Excerpts from point annotation data
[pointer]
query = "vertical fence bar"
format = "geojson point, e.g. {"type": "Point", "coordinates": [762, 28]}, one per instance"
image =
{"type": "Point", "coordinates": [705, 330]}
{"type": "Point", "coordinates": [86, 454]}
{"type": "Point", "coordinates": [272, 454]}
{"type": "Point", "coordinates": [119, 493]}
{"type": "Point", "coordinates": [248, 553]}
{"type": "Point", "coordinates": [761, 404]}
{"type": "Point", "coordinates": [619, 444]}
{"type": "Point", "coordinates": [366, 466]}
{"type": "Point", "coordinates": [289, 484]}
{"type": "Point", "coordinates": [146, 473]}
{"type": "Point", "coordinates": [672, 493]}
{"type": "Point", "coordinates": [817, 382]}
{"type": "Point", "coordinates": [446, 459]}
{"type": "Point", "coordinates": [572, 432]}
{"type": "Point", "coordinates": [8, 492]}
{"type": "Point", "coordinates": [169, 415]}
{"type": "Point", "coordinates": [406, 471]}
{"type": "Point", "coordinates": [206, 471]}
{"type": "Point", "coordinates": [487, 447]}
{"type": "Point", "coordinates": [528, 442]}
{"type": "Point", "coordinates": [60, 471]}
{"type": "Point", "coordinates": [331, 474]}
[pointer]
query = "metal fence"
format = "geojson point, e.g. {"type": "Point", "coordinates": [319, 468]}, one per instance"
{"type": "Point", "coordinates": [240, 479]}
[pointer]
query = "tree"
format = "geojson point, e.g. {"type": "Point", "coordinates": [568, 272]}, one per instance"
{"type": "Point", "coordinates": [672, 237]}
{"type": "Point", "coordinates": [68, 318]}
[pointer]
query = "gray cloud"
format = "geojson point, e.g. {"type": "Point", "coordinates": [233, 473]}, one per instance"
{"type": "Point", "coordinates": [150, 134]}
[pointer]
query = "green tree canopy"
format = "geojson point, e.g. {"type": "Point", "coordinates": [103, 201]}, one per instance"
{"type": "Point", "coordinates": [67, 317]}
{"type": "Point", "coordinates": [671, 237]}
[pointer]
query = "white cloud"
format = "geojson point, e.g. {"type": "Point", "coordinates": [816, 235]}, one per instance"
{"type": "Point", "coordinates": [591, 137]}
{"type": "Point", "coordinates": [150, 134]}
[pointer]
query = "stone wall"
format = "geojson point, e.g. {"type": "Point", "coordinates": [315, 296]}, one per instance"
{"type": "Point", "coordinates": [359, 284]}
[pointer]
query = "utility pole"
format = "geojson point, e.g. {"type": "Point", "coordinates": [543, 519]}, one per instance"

> [YOUR INSTRUCTIONS]:
Reproduce each record shown above without altering a single word.

> [RESPONSE TO THIS TASK]:
[pointer]
query = "vertical fence bar"
format = "geojson point, e.g. {"type": "Point", "coordinates": [762, 28]}, one per instance"
image =
{"type": "Point", "coordinates": [705, 330]}
{"type": "Point", "coordinates": [86, 454]}
{"type": "Point", "coordinates": [272, 454]}
{"type": "Point", "coordinates": [119, 493]}
{"type": "Point", "coordinates": [248, 553]}
{"type": "Point", "coordinates": [761, 404]}
{"type": "Point", "coordinates": [619, 444]}
{"type": "Point", "coordinates": [366, 466]}
{"type": "Point", "coordinates": [289, 484]}
{"type": "Point", "coordinates": [146, 473]}
{"type": "Point", "coordinates": [672, 493]}
{"type": "Point", "coordinates": [817, 382]}
{"type": "Point", "coordinates": [446, 459]}
{"type": "Point", "coordinates": [572, 432]}
{"type": "Point", "coordinates": [8, 492]}
{"type": "Point", "coordinates": [169, 415]}
{"type": "Point", "coordinates": [406, 471]}
{"type": "Point", "coordinates": [206, 471]}
{"type": "Point", "coordinates": [487, 447]}
{"type": "Point", "coordinates": [528, 442]}
{"type": "Point", "coordinates": [60, 471]}
{"type": "Point", "coordinates": [331, 474]}
[pointer]
query = "metal fence"
format = "geojson point, e.g. {"type": "Point", "coordinates": [319, 468]}, one per instance"
{"type": "Point", "coordinates": [240, 479]}
[pointer]
query = "tree"
format = "geojson point, e.g. {"type": "Point", "coordinates": [568, 272]}, one per instance"
{"type": "Point", "coordinates": [672, 237]}
{"type": "Point", "coordinates": [68, 318]}
[pointer]
query = "gray cloud"
format = "geojson point, e.g. {"type": "Point", "coordinates": [233, 473]}, one per instance"
{"type": "Point", "coordinates": [150, 134]}
[pointer]
query = "green tree canopy"
format = "geojson point, e.g. {"type": "Point", "coordinates": [103, 201]}, one per instance"
{"type": "Point", "coordinates": [67, 317]}
{"type": "Point", "coordinates": [671, 237]}
[pointer]
query = "white cloud"
format = "geojson point, e.g. {"type": "Point", "coordinates": [816, 235]}, one per instance"
{"type": "Point", "coordinates": [591, 137]}
{"type": "Point", "coordinates": [150, 134]}
[pointer]
query = "stone wall"
format = "geojson point, e.g. {"type": "Point", "coordinates": [315, 296]}, one per instance"
{"type": "Point", "coordinates": [359, 284]}
[pointer]
query = "utility pole"
format = "geojson point, e.g. {"type": "Point", "coordinates": [543, 519]}, one per instance"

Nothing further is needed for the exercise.